- _YOUR GOAL_
Please continue the article below about Chase Hughes's method for changing habits, picking up right after its final sentence.

- _TEXT PROVIDED_
+-------+

Every January, Beaver Countians engage in a familiar civic ritual. We resolve. We vow. We swear—often solemnly, occasionally while holding a gym membership contract—that this year will be different.

And by February, we are back to negotiating with a bag of pretzels like diplomats at Geneva.

According to Chase Hughes, a 20-year Navy veteran who made a career out of persuading unwilling people to talk, the problem isn’t willpower. It’s that we keep trying to reason with the wrong part of our brains.

In a recent interview with Dr. Annette Bosworth, aka Dr. Boz, Hughes laid out a method for “brainwashing yourself”—his word, cheerfully used—for positive behavior change. The trick, he says, is to stop appealing to your articulate, spreadsheet-loving prefrontal cortex and start communicating with the older, furrier parts of the mind that actually run the show.

Think less TED Talk. More Labrador retriever.

Step One: Target Acquisition

Your brain has something called the Reticular Activating System, a sort of internal bouncer that decides what information gets in. Tell it “I want to be healthier,” and it shrugs. Tell it “I weigh 185 pounds, wear a blue jacket, and jog every morning at 7,” and suddenly the brain perks up like it’s heard the dinner bell.

The lower brain doesn’t speak English. It speaks pictures. If a dog couldn’t understand your goal, neither can your nervous system.

Step Two: Threat Modeling

Here Hughes reveals something mildly unsettling but deeply familiar: the human brain is not wired for happiness. It is wired to avoid catastrophe.

So instead of merely visualizing your triumphant future self, you must also imagine the alternative. The version of you who keeps doing exactly what you’re doing now. The joints stiffen. The energy fades. The stairs become negotiable.

The goal is to make staying the same feel unsafe.

Step Three: Identity Engineering

Habits, Hughes argues, do not change until identity changes. If you see yourself as “the kind of person who always falls off the wagon,” the wagon will obligingly keep rolling away.

His advice is both clever and faintly alarming: look at an aged photo of yourself and start prioritizing that person’s needs. Define three beliefs, three daily behaviors, and three nonnegotiable standards that this future you simply lives by.

Not because they’re virtuous. Because that’s who they are.

Step Four: Environmental Sabotage

This may be the most merciful step of all. You are not lazy; you are predictable. Context, Hughes says, beats discipline every time.

Change the room. Rearrange the furniture. Wear different clothes to work on different tasks. Move your laptop. Create novelty. When the brain can’t predict what’s next, it becomes plastic again—ready to learn instead of coasting.

+-------+

[Stored dataset items]
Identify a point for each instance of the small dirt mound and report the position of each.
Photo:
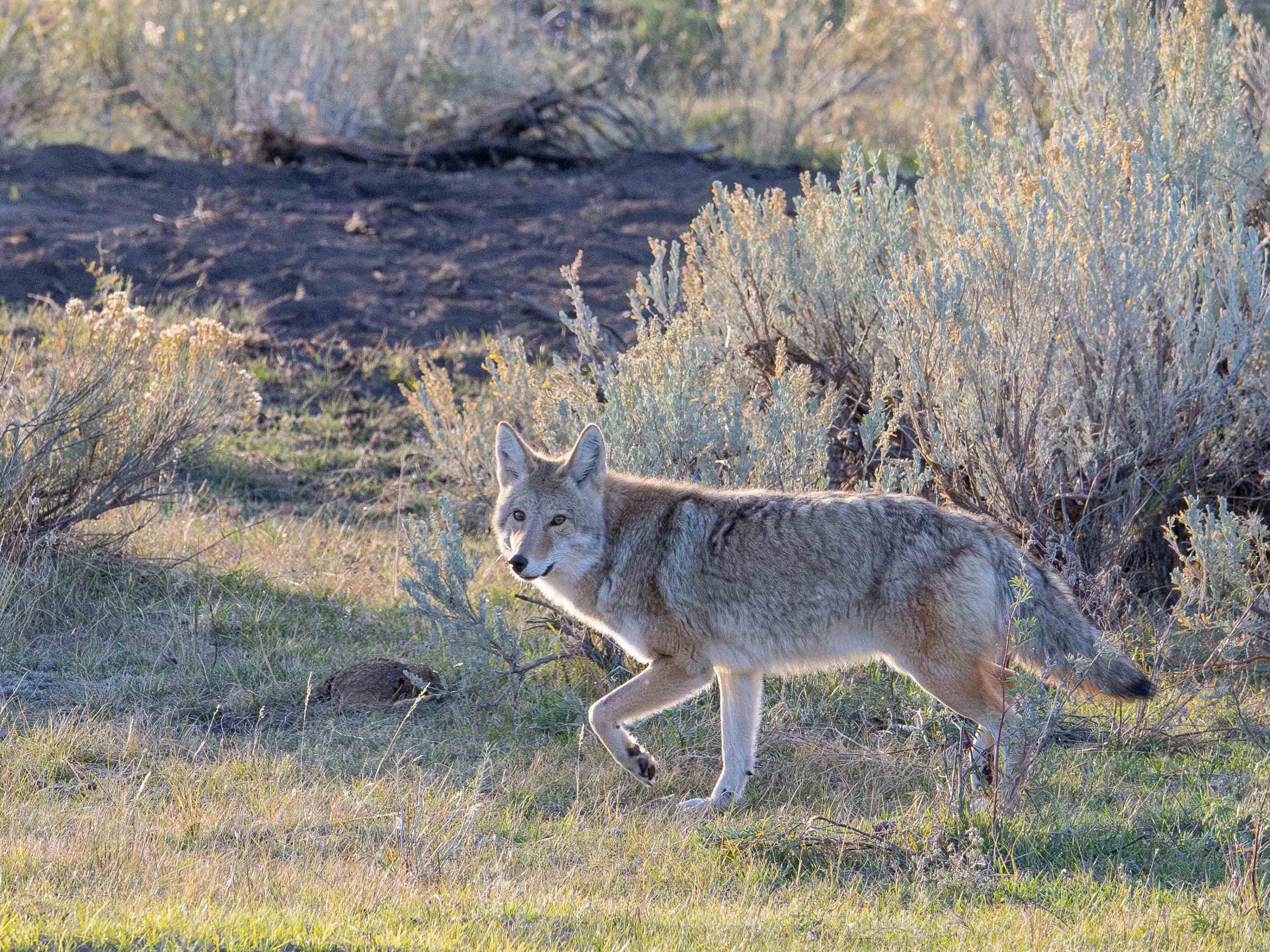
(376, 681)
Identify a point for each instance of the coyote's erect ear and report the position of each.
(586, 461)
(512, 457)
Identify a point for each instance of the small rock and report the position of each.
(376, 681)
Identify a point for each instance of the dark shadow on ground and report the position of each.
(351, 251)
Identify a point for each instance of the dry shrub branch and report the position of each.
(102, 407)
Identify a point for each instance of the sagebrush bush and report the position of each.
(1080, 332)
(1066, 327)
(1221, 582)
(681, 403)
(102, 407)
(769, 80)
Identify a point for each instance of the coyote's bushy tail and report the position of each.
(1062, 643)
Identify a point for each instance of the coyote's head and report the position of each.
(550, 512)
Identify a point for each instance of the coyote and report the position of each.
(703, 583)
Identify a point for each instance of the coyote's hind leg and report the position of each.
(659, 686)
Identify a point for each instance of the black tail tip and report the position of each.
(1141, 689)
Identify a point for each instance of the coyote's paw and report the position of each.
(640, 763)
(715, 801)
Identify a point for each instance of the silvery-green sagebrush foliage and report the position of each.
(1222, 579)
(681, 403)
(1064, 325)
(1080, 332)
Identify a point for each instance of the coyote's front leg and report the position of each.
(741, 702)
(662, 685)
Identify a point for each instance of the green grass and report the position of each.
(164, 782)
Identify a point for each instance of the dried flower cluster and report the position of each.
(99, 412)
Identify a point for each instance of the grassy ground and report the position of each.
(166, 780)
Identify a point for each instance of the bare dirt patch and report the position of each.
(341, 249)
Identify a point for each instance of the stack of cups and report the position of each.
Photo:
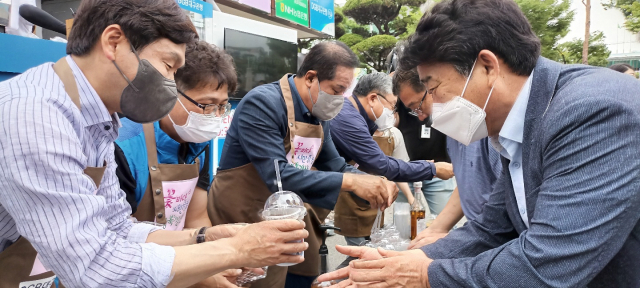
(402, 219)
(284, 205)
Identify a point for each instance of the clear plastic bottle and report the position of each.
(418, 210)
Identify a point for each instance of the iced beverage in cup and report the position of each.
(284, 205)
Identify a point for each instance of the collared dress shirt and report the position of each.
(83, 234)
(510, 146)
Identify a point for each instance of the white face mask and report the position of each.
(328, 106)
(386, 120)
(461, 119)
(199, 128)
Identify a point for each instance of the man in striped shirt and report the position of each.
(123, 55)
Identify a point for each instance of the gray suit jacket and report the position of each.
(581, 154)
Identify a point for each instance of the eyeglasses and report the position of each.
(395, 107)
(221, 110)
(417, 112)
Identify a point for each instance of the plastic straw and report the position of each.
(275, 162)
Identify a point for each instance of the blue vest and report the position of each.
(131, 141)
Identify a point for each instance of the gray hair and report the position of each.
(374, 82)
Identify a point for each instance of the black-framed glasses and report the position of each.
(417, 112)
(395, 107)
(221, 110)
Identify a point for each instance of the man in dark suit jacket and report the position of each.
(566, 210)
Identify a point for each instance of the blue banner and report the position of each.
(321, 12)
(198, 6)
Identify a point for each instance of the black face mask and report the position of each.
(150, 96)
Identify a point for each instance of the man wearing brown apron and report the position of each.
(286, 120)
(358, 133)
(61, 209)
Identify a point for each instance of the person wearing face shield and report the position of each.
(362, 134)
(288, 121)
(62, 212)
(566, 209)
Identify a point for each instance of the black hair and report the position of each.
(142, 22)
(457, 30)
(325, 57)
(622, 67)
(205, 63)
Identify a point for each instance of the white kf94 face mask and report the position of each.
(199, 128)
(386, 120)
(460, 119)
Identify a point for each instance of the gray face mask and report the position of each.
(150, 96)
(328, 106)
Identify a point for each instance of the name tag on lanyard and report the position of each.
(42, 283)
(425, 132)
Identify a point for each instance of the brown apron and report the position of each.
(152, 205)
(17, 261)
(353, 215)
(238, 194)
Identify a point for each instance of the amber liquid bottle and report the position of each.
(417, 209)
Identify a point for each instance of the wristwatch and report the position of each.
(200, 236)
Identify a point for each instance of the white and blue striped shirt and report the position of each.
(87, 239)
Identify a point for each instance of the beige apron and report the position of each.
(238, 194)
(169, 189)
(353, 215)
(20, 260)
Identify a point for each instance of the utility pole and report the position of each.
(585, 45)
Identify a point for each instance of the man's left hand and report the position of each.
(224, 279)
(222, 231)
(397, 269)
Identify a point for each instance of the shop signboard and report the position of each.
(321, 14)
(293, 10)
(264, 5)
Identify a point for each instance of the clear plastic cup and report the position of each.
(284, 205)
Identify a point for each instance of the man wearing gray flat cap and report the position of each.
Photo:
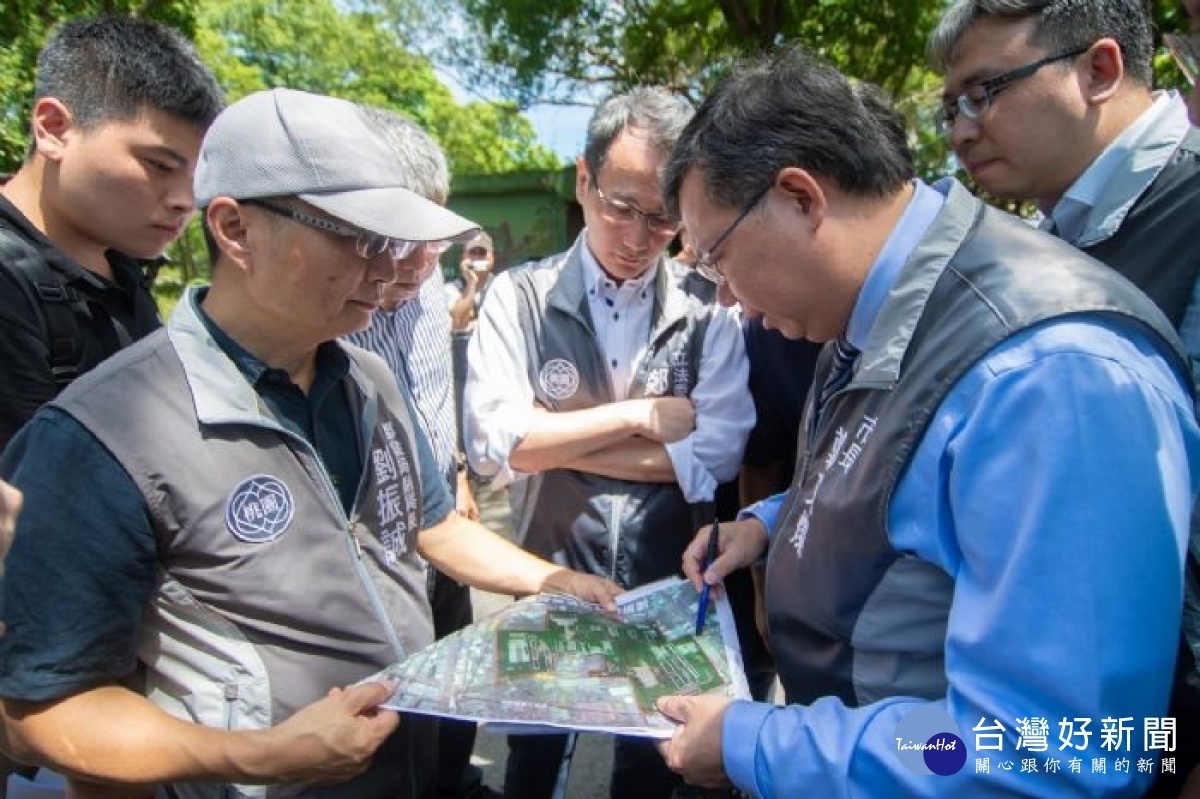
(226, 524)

+-------+

- _RESULT FOR THIS EXERCISE_
It turns out monotony is the enemy of change, and your couch knows it.

Step Five: Reprogram the Mammal

Here Hughes introduces the acronym F.A.T.E.—a word chosen, one suspects, to get our attention.

Focus means keeping your goals constantly visible.
Authority means listening to people your nervous system respects (lab coats help).
Tribe means surrounding yourself with people who expect the new you to show up.
Emotion means making the future relationship with yourself feel personal and real.

Self-help works best, apparently, when it feels slightly tribal.

Step Six: The F.E.A.R. Formula

Yes, more acronyms. Neuroscience, like the military, loves them.

Focus.
Emotion.
Agitation.
Repetition.

Neurons that fire together wire together—but only if the signal matters and repeats. Track the habit. Disrupt the environment. Tie success to pride and safety. Repeat until discipline quietly slips out the back door and habit takes over.

Step Seven: The Identity Shift

Hughes ends with a thought experiment worthy of a Mike Tomlin locker room speech. If you woke up tomorrow in the body of an Olympic athlete, you wouldn’t need a planner to work out. You’d be repulsed by the idea of not training.

The goal isn’t self-improvement, he says. It’s self-returning. Going back to where you belong.

Hughes is also the author of The Six-Minute X-Ray, a guide to reading people quickly, and Tongue, an experiment in how language shapes reality—both of which sound like books best read when your sense of self is already reasonably secure.

Still, there’s something refreshing in his bluntness. New Year’s resolutions fail not because we are weak, but because we keep talking politely to a brain that evolved to survive saber-toothed cats.

The trick, it turns out, is not motivation.

It’s better messaging.

And possibly moving the couch.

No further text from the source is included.